Make an exact copy of all the data.

+ + + +

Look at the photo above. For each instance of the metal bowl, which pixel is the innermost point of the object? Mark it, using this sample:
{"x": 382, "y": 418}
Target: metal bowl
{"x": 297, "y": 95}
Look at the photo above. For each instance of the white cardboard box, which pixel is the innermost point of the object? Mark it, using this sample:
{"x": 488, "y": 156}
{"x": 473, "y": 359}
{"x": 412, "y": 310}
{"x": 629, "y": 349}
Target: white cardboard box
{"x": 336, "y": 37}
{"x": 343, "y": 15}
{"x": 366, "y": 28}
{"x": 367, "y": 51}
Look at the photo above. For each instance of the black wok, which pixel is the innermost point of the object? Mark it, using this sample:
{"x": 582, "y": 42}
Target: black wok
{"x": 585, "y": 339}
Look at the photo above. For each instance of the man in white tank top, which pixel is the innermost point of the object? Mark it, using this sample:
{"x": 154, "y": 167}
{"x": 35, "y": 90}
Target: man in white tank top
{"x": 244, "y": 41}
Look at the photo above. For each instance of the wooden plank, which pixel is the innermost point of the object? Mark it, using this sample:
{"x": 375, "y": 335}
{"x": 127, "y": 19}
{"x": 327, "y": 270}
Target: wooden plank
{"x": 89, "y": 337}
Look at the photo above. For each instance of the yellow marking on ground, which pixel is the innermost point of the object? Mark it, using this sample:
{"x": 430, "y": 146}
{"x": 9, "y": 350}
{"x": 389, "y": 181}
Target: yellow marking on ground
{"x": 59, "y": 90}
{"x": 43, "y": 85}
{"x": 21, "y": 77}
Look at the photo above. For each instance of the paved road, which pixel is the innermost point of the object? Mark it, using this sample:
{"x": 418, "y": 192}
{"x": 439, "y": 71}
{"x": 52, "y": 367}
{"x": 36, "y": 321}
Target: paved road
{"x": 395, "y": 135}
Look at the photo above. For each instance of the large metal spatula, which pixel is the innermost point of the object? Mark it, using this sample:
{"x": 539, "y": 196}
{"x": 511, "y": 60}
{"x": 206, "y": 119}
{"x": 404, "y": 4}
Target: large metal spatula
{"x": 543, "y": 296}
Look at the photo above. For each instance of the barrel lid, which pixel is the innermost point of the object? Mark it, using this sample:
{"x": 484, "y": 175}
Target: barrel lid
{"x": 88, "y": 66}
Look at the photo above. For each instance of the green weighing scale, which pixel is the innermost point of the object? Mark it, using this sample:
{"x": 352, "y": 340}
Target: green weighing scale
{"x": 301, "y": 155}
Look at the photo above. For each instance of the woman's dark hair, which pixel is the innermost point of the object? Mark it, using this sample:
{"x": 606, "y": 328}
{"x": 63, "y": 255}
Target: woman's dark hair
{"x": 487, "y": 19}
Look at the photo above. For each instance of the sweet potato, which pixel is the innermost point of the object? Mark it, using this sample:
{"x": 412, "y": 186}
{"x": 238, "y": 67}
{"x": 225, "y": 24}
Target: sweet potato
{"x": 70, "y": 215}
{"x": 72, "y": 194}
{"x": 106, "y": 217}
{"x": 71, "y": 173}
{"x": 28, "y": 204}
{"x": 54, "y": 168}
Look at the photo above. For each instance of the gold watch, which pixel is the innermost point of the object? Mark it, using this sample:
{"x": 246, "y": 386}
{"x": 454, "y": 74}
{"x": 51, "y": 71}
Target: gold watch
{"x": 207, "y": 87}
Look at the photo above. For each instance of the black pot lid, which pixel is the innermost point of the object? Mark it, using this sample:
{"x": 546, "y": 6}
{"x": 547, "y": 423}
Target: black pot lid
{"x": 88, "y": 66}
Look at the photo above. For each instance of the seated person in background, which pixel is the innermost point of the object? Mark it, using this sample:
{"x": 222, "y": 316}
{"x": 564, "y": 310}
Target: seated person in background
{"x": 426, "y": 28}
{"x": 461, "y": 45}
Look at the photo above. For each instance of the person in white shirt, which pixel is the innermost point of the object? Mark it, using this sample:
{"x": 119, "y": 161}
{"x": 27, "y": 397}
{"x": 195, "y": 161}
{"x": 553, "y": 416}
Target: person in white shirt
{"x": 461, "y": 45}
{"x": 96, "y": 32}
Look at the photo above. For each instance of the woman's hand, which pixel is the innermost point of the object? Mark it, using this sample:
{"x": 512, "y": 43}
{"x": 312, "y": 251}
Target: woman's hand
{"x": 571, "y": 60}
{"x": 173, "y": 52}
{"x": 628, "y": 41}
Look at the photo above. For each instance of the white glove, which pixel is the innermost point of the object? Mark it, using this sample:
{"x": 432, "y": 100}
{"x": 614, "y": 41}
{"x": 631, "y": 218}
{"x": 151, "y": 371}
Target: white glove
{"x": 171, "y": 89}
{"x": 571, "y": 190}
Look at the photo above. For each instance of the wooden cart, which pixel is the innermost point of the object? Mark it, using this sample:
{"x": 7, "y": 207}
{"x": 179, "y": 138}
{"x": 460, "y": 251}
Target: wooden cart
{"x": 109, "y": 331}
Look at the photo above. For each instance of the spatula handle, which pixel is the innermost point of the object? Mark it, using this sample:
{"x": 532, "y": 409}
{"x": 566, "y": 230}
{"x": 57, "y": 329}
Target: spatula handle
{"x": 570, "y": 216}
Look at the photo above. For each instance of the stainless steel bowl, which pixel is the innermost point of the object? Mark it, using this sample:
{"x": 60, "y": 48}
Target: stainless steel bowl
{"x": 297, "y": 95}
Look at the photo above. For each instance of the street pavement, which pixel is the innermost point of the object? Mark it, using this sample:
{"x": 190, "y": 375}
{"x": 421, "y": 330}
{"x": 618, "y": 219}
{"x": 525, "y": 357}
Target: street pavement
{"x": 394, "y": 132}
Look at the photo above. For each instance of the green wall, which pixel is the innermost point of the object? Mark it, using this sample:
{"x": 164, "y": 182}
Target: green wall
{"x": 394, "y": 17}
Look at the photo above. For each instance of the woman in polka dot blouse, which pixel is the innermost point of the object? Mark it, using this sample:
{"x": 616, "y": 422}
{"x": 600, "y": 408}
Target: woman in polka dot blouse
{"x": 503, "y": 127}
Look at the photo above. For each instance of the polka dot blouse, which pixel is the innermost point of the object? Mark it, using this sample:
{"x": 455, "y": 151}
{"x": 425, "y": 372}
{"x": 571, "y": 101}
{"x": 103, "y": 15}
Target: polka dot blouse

+ + + +

» **Response**:
Look at the photo above. For each instance of the metal bowl, which pixel is the innermost point of the object? Mark it, using this sample:
{"x": 382, "y": 418}
Target: metal bowl
{"x": 297, "y": 95}
Look at the photo above. For each instance of the white cardboard box, which pixel is the innermost point of the object? Mark it, using this sample:
{"x": 488, "y": 156}
{"x": 473, "y": 359}
{"x": 412, "y": 310}
{"x": 629, "y": 349}
Target: white cardboard box
{"x": 336, "y": 37}
{"x": 343, "y": 15}
{"x": 366, "y": 28}
{"x": 367, "y": 51}
Look at the photo above. For each instance of the black wok, which pixel is the innermost point of the object? Mark it, using this sample:
{"x": 582, "y": 42}
Target: black wok
{"x": 585, "y": 339}
Look at the photo above. For each instance of the man in white tank top, which pixel is the innermost point of the object? Mark it, using this sample:
{"x": 154, "y": 167}
{"x": 35, "y": 90}
Target: man in white tank top
{"x": 244, "y": 41}
Look at the photo above. For each instance of the wooden plank, which pixel is the innermost point of the object? Mark it, using this sample:
{"x": 375, "y": 335}
{"x": 127, "y": 19}
{"x": 327, "y": 270}
Target: wooden plank
{"x": 89, "y": 337}
Look at the photo above. For each instance of the yellow marking on ground, which pixel is the innermost point of the object? Mark it, using this sample:
{"x": 430, "y": 146}
{"x": 9, "y": 350}
{"x": 389, "y": 181}
Target: yellow marking on ground
{"x": 59, "y": 90}
{"x": 43, "y": 85}
{"x": 21, "y": 77}
Look at the photo above. For each instance of the paved road, which pixel is the innermost point of the object? Mark it, using this sample:
{"x": 418, "y": 192}
{"x": 439, "y": 71}
{"x": 52, "y": 367}
{"x": 36, "y": 321}
Target: paved road
{"x": 395, "y": 135}
Look at the photo above. For each instance of the large metal spatula, which pixel is the innermost point of the object? Mark it, using this sample:
{"x": 539, "y": 196}
{"x": 511, "y": 60}
{"x": 206, "y": 119}
{"x": 404, "y": 4}
Target: large metal spatula
{"x": 543, "y": 296}
Look at the photo above. For each instance of the barrel lid, which pixel is the innermost point of the object? Mark it, using this sample:
{"x": 484, "y": 175}
Target: barrel lid
{"x": 88, "y": 66}
Look at the photo above. For each instance of the green weighing scale, which pixel is the innermost point of the object? Mark it, using this sample:
{"x": 352, "y": 340}
Target: green weighing scale
{"x": 301, "y": 155}
Look at the photo above. For each instance of the woman's dark hair, which pixel is the innermost point of the object? Mark it, using this sample:
{"x": 606, "y": 328}
{"x": 63, "y": 255}
Target: woman's dark hair
{"x": 487, "y": 19}
Look at the photo above. For each instance of the sweet potato, which pixel is the innermost point of the object? Mark it, using this sample:
{"x": 412, "y": 186}
{"x": 238, "y": 67}
{"x": 225, "y": 24}
Target: sweet potato
{"x": 70, "y": 215}
{"x": 72, "y": 194}
{"x": 106, "y": 217}
{"x": 71, "y": 173}
{"x": 28, "y": 204}
{"x": 54, "y": 168}
Look at the photo above. For each instance of the gold watch, which pixel is the innermost point of the object? Mark it, using this sample:
{"x": 246, "y": 386}
{"x": 454, "y": 74}
{"x": 51, "y": 71}
Target: gold watch
{"x": 207, "y": 87}
Look at the photo above. For each instance of the black pot lid, which pixel is the innermost point of the object? Mark it, using this sample:
{"x": 546, "y": 6}
{"x": 547, "y": 423}
Target: black pot lid
{"x": 88, "y": 66}
Look at the photo above. For each instance of the seated person in background, which pixel is the innermost point of the object? Mark it, using this sample:
{"x": 222, "y": 316}
{"x": 564, "y": 310}
Target: seated person in background
{"x": 426, "y": 28}
{"x": 461, "y": 45}
Look at the photo above. For each instance of the person in white shirt, which pixel is the innermost point of the object? Mark it, using this sample:
{"x": 119, "y": 161}
{"x": 27, "y": 397}
{"x": 195, "y": 161}
{"x": 553, "y": 416}
Target: person in white shirt
{"x": 461, "y": 45}
{"x": 96, "y": 32}
Look at the photo above. For each instance of the woman's hand, which pixel is the innermost point of the object? Mark it, using this sample:
{"x": 512, "y": 43}
{"x": 312, "y": 251}
Target: woman's hand
{"x": 571, "y": 60}
{"x": 173, "y": 52}
{"x": 628, "y": 41}
Look at the photo above. For each instance of the white glove, which pixel is the innermost point of the object? Mark it, using this sample:
{"x": 432, "y": 100}
{"x": 614, "y": 41}
{"x": 631, "y": 218}
{"x": 151, "y": 371}
Target: white glove
{"x": 171, "y": 89}
{"x": 571, "y": 190}
Look at the photo above. For each instance of the wooden cart, which pixel is the innermost point of the object? Mark it, using this sample:
{"x": 7, "y": 207}
{"x": 179, "y": 138}
{"x": 460, "y": 251}
Target: wooden cart
{"x": 109, "y": 331}
Look at the photo above. For each instance of the spatula handle, which pixel is the innermost point of the object? Mark it, using this sample:
{"x": 532, "y": 409}
{"x": 566, "y": 230}
{"x": 57, "y": 329}
Target: spatula handle
{"x": 570, "y": 216}
Look at the photo above. For each instance of the stainless steel bowl, which pixel is the innermost point of the object? Mark it, using this sample:
{"x": 60, "y": 48}
Target: stainless steel bowl
{"x": 297, "y": 95}
Look at the photo above. For each instance of the street pavement, which pixel is the innermost point of the object? Mark it, using this sample:
{"x": 190, "y": 375}
{"x": 421, "y": 330}
{"x": 618, "y": 219}
{"x": 525, "y": 357}
Target: street pavement
{"x": 394, "y": 132}
Look at the photo above. For each instance of the green wall, which pixel is the innermost point of the object? Mark it, using this sample:
{"x": 164, "y": 182}
Target: green wall
{"x": 394, "y": 17}
Look at the photo above. For each instance of the woman in polka dot blouse, which pixel is the innermost point of the object? Mark it, using this sample:
{"x": 616, "y": 422}
{"x": 600, "y": 408}
Target: woman in polka dot blouse
{"x": 503, "y": 127}
Look at the photo above. For each instance of the polka dot blouse, which pixel is the innermost point of the object? Mark it, using this sample:
{"x": 455, "y": 151}
{"x": 425, "y": 372}
{"x": 571, "y": 101}
{"x": 103, "y": 15}
Target: polka dot blouse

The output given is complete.